• Passage shown
- - - -
- Genre: Reality
- Starring: Juicy J DJ Paul Project Pat Big Triece Computer
- Narrated by: Father Houston
- Theme music composer: Three 6 Mafia
- Opening theme: "Adventures in Hollyhood"
- Composers: Radio Bums, Queen Muhammad Ali, Masaniai Muhammad Ali,, Gilde Flores
- Country of origin: United States
- Original language: English
- No. of seasons: 1
- No. of episodes: 8

Production
- Producers: Paul Vaillancourt Ashton Kutcher
- Production locations: Los Angeles, California Memphis, Tennessee
- Running time: 24 minutes
- Production companies: Katalyst Films TollboothTV Hypnotize Minds MTV Series Entertainment

Original release
- Network: MTV
- Release: April 5 – May 23, 2007

= Adventures in Hollyhood =

Adventures in Hollyhood is a reality television series about the rap group Three 6 Mafia and its members Juicy J and DJ Paul. The show primarily takes place at a Hollywood Hills home that the pair resides in along with Hypnotize Minds artist Project Pat (who is also Juicy J's brother) and their personal assistants Computer and Big Triece. It premiered on April 5, 2007, on MTV.
- - - -
• Dataset content
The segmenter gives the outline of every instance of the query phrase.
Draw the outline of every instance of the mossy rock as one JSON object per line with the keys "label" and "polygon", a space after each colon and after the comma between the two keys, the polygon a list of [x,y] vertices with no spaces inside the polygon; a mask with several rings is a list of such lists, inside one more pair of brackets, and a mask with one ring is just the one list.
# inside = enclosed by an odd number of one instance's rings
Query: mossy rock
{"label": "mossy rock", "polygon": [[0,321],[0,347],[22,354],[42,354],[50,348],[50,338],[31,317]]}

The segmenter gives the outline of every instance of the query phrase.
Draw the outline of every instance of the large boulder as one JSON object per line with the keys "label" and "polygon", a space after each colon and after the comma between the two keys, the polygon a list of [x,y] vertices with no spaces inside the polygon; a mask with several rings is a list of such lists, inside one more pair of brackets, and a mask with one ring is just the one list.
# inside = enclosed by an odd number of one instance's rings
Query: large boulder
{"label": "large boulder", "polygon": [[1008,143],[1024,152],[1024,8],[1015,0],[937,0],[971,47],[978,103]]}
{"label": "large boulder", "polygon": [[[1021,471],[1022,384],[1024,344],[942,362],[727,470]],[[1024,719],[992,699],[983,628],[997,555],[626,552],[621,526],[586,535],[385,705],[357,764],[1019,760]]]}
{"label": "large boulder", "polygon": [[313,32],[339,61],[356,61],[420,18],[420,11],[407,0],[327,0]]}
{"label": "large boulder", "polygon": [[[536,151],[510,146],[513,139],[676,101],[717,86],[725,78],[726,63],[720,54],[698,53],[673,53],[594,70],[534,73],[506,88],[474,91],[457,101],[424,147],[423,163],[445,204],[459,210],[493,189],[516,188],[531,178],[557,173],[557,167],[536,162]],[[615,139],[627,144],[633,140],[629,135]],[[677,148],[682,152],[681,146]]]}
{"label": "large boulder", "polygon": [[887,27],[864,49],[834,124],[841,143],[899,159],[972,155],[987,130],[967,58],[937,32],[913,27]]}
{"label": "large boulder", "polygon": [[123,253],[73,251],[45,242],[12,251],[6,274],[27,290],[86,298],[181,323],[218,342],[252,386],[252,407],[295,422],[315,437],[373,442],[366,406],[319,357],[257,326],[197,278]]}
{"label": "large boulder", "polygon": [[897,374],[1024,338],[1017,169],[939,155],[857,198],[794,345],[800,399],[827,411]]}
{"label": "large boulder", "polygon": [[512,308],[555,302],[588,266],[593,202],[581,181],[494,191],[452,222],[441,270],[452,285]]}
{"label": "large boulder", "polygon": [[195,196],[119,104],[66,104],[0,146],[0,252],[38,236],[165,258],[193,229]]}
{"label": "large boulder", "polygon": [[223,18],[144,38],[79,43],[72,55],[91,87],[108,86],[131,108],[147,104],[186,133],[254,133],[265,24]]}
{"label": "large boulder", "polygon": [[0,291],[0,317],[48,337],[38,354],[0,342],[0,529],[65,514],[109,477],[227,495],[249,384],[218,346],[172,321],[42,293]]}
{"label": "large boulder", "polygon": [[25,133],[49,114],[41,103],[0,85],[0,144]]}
- - - -
• Aim of the exercise
Summarize the text on Adventures in Hollyhood in two sentences.

• Answer to the exercise
Adventures in Hollyhood is a reality TV series about the rap group Three 6 Mafia and its members Juicy J and DJ Paul, and it premiered on MTV on April 5, 2007. Most of the show takes place at a Hollywood Hills home where the pair live with Project Pat, Juicy J's brother, and their personal assistants Computer and Big Triece.